◆ Problem to work on: Copy out the material below, substituting "SHALL" for each occurrence of "MUST" and changing nothing else.

◆ Dataset entries:
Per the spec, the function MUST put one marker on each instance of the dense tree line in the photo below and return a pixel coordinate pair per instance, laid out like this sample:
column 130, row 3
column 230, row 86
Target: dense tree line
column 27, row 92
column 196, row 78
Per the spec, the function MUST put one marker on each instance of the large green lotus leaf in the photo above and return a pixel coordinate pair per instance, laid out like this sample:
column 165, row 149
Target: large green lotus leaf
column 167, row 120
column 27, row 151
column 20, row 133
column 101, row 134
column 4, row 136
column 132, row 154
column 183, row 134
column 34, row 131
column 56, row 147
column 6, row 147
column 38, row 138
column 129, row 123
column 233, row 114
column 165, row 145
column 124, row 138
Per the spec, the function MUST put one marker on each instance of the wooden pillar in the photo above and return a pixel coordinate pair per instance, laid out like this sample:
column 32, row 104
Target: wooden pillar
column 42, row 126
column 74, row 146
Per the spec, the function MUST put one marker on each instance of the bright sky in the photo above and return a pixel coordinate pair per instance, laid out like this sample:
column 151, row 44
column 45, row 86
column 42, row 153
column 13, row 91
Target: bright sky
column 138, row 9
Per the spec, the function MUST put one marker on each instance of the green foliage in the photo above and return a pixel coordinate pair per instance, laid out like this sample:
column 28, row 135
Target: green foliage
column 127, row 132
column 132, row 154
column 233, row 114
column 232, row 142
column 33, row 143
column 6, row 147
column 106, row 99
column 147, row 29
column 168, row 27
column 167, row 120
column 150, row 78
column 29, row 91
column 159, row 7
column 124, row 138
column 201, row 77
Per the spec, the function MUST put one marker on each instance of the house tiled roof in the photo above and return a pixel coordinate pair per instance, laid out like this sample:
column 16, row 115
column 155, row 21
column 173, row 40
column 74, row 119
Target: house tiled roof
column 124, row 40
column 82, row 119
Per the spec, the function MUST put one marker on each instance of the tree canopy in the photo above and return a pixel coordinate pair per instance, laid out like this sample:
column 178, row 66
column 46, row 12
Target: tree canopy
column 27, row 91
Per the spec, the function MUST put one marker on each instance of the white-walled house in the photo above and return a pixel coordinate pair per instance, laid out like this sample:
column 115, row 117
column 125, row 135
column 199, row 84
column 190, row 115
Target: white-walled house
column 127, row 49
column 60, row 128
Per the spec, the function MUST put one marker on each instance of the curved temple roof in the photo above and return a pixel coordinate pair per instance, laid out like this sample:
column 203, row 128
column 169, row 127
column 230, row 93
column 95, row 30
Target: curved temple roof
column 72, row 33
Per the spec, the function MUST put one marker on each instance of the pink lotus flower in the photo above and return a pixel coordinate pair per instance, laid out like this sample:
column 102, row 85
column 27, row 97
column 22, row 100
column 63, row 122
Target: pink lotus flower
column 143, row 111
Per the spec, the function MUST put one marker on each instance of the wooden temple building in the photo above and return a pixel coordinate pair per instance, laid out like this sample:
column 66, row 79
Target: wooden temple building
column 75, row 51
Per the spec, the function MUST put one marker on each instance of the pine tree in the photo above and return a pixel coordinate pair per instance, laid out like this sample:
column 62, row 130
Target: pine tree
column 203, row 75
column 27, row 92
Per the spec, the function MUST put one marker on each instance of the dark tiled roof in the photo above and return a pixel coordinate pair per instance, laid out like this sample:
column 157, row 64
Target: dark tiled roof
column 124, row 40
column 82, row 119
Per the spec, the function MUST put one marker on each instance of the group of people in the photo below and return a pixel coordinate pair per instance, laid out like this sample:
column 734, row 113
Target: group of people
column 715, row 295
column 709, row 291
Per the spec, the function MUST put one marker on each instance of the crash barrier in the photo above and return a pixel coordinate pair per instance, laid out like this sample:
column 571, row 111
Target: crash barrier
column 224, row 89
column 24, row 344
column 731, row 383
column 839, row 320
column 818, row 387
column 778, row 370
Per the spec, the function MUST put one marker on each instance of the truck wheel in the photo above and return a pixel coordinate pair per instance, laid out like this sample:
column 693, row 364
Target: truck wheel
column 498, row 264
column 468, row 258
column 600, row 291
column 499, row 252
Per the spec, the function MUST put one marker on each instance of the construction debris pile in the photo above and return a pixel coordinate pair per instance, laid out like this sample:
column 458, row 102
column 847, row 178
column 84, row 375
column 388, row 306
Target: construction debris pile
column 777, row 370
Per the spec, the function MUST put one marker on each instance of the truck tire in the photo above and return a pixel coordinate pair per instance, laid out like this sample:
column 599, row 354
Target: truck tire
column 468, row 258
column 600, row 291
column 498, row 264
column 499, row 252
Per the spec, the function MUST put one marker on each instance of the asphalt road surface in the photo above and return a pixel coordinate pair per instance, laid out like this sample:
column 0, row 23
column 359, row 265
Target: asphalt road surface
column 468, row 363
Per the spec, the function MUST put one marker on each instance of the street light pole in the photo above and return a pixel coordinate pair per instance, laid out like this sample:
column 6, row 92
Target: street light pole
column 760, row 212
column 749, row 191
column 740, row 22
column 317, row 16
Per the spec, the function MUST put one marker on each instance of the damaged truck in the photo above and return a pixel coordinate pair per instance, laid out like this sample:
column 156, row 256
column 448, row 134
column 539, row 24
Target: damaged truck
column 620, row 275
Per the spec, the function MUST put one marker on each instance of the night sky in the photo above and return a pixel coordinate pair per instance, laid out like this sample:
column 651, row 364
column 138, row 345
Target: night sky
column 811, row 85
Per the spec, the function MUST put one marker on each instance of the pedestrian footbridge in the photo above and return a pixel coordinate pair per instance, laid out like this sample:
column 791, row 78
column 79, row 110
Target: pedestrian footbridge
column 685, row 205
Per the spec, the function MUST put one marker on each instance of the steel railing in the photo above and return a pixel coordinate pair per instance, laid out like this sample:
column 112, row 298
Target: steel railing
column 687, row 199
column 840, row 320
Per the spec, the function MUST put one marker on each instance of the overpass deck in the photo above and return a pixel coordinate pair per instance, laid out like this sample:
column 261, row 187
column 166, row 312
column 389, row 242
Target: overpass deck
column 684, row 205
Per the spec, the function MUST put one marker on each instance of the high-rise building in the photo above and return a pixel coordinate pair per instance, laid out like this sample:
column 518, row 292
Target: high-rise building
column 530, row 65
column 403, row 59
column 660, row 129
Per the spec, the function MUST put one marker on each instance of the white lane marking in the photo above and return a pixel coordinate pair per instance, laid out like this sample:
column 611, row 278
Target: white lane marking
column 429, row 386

◆ Written answer:
Per the spec, the function SHALL put one marker on each instance of the dense tree line in the photo below and return a pixel coordinate pair per instance, laid out like this sample:
column 130, row 3
column 230, row 86
Target: dense tree line
column 27, row 92
column 196, row 78
Per the spec, the function SHALL put one marker on each instance of the large green lotus leaf in the photo above and return a pixel coordinate pair per instance, laid out like this sample:
column 165, row 149
Target: large green lotus leaf
column 167, row 120
column 27, row 151
column 20, row 133
column 101, row 134
column 4, row 136
column 132, row 154
column 183, row 134
column 34, row 131
column 56, row 147
column 6, row 147
column 38, row 138
column 129, row 123
column 233, row 114
column 165, row 145
column 124, row 138
Per the spec, the function SHALL put one marker on each instance of the wooden pillar in the photo above and return a pixel coordinate pair per instance, laid out like this sample:
column 32, row 104
Target: wooden pillar
column 42, row 126
column 74, row 146
Per the spec, the function SHALL put one marker on each instance of the bright sky in the photo above and return a pixel coordinate pair per instance, laid out like this sample:
column 151, row 44
column 45, row 86
column 42, row 153
column 13, row 91
Target: bright sky
column 138, row 9
Per the spec, the function SHALL put one marker on each instance of the green foliage in the photo above and return a pixel coordinate pair per instance, laid out like this sample:
column 28, row 135
Target: green foliage
column 127, row 132
column 132, row 154
column 233, row 114
column 232, row 142
column 33, row 143
column 6, row 147
column 106, row 99
column 147, row 29
column 168, row 27
column 167, row 120
column 150, row 78
column 29, row 91
column 159, row 7
column 124, row 138
column 201, row 77
Per the spec, the function SHALL put one marker on each instance of the house tiled roof in the photo above and return a pixel coordinate pair per instance, laid out like this sample:
column 16, row 115
column 155, row 21
column 173, row 40
column 74, row 119
Target: house tiled roof
column 124, row 40
column 82, row 119
Per the spec, the function SHALL put one marker on each instance of the tree canopy in the photo above and return a pixel coordinate pair per instance, laid out like this sample:
column 178, row 66
column 46, row 12
Target: tree canopy
column 27, row 91
Per the spec, the function SHALL put one marker on each instance of the white-walled house in the photo above and return a pixel coordinate pair per instance, laid out like this sample:
column 115, row 117
column 125, row 135
column 199, row 84
column 190, row 115
Target: white-walled house
column 127, row 49
column 60, row 128
Per the spec, the function SHALL put one marker on each instance of the curved temple roof in the photo above and return a pixel coordinate pair per instance, laid out like this sample:
column 203, row 128
column 169, row 127
column 230, row 93
column 95, row 30
Target: curved temple roof
column 72, row 33
Per the spec, the function SHALL put one marker on each instance of the pink lotus flower in the photo above and return a pixel coordinate pair per instance, laid out like this sample:
column 102, row 85
column 27, row 97
column 22, row 100
column 63, row 122
Target: pink lotus flower
column 143, row 111
Per the spec, the function SHALL put one marker on each instance of the wooden temple building in the photo above and return a pixel coordinate pair per instance, laid out like this sample:
column 66, row 79
Target: wooden temple building
column 75, row 51
Per the spec, the function SHALL put one marker on each instance of the pine tree in the photo above and return a pixel coordinate pair per instance, laid out like this sample:
column 62, row 130
Target: pine tree
column 203, row 75
column 27, row 92
Per the spec, the function SHALL put one marker on each instance of the dark tiled roof in the photo above and return a pixel coordinate pair per instance, laid out like this sample:
column 157, row 64
Target: dark tiled roof
column 124, row 40
column 82, row 119
Per the spec, the function SHALL put one marker on each instance of the group of people in the photo below and return a pixel coordinate pair per instance, laid out like this sample:
column 734, row 113
Target: group of people
column 715, row 295
column 709, row 291
Per the spec, the function SHALL put one marker on each instance of the crash barrier in the photo above and return a pixel coordinate pair per instance, laid out like this sample:
column 571, row 111
Target: crash barrier
column 224, row 89
column 24, row 344
column 731, row 383
column 839, row 320
column 818, row 387
column 778, row 370
Per the spec, the function SHALL put one marker on each instance of the truck wheel in the photo above and return a pixel coordinate pair per instance, laid out like this sample:
column 693, row 364
Target: truck wheel
column 498, row 264
column 468, row 258
column 600, row 291
column 499, row 252
Per the spec, the function SHALL put one marker on each instance of the construction debris pile in the photo above and return a pixel coordinate pair per instance, laid out like this sample:
column 458, row 102
column 847, row 178
column 84, row 375
column 388, row 306
Target: construction debris pile
column 777, row 370
Per the spec, the function SHALL put one marker on each instance of the truck tire in the photo above and return a pixel coordinate pair per instance, laid out like this sample:
column 599, row 354
Target: truck tire
column 468, row 258
column 600, row 291
column 498, row 264
column 499, row 252
Per the spec, the function SHALL put one marker on each instance of the asphalt road surface in the photo above and return a pixel coordinate pair per instance, laid out like this sample:
column 0, row 23
column 359, row 265
Target: asphalt road surface
column 468, row 363
Per the spec, the function SHALL put one marker on each instance of the street light pole in the photo above and return a pixel coordinate pair per instance, laid out like this sample:
column 6, row 92
Target: street light pole
column 760, row 212
column 749, row 191
column 740, row 22
column 317, row 16
Per the spec, the function SHALL put one marker on each instance of the damaged truck in the photo above and return a pixel coordinate pair per instance, laid out like this sample:
column 156, row 256
column 448, row 134
column 539, row 24
Target: damaged truck
column 620, row 275
Per the spec, the function SHALL put one marker on each instance of the night sky in the photo above and return a pixel coordinate pair per instance, laid out like this sample:
column 651, row 364
column 138, row 345
Target: night sky
column 811, row 85
Per the spec, the function SHALL put one marker on each instance of the pedestrian footbridge in the photo above and return a pixel coordinate pair per instance, laid out like this sample:
column 791, row 78
column 79, row 110
Target: pedestrian footbridge
column 685, row 205
Per the spec, the function SHALL put one marker on each instance of the steel railing in the photo above and return a pixel coordinate pair per instance, laid out like this sample:
column 112, row 298
Target: steel railing
column 687, row 199
column 840, row 320
Per the spec, the function SHALL put one marker on each instance of the overpass deck in the photo above and return a pixel coordinate pair per instance, laid out like this sample:
column 261, row 187
column 166, row 312
column 389, row 242
Target: overpass deck
column 684, row 205
Per the spec, the function SHALL put one marker on each instance of the high-rise building in the photo above and return a pixel coordinate pair per instance, laid out like this sample:
column 518, row 292
Target: high-rise building
column 530, row 65
column 403, row 59
column 660, row 129
Per the spec, the function SHALL put one marker on each instance of the white lane marking in the photo above and return a pixel coordinate pair per instance, laid out like this sample:
column 611, row 278
Target: white lane marking
column 429, row 386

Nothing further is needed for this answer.